STATED EXERCISE - Scale the part of the listing below that opens with the line containing "the silhouetted plant." and runs through the end of the listing. Write those lines out again, requests included, with every point coordinate multiplied by 1.15 and rounded to a whole number, halves rounding up.

MATERIAL FOR THE TASK -
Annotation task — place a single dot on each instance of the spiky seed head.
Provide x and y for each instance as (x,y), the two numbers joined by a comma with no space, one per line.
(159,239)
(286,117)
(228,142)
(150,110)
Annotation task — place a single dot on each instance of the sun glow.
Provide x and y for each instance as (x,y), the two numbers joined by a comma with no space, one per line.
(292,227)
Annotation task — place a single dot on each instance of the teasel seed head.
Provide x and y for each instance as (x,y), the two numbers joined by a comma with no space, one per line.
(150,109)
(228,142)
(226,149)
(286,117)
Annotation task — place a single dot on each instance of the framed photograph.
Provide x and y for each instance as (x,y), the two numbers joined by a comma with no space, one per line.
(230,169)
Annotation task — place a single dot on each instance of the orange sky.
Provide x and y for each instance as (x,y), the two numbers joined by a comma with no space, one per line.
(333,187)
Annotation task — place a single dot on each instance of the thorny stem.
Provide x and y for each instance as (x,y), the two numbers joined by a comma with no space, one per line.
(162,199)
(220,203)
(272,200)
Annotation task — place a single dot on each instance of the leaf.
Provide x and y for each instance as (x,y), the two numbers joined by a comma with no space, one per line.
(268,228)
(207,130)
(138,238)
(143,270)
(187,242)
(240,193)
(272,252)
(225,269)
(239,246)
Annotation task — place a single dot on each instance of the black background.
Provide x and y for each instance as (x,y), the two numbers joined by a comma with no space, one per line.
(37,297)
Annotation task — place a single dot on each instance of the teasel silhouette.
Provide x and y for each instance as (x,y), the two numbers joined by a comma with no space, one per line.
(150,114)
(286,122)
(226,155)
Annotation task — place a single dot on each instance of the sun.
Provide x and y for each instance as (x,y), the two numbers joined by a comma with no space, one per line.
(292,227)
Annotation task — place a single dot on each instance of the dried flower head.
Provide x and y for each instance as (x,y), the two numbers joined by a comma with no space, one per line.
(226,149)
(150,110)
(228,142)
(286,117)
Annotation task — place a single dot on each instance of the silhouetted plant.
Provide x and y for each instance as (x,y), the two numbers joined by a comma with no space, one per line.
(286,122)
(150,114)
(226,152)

COMPLETE OUTPUT -
Annotation task — place a single dot on each instance of the silhouetted plant.
Provide x and y for each instance as (x,y), the two numbers joined by a comma with no space, one per line.
(329,140)
(173,131)
(260,175)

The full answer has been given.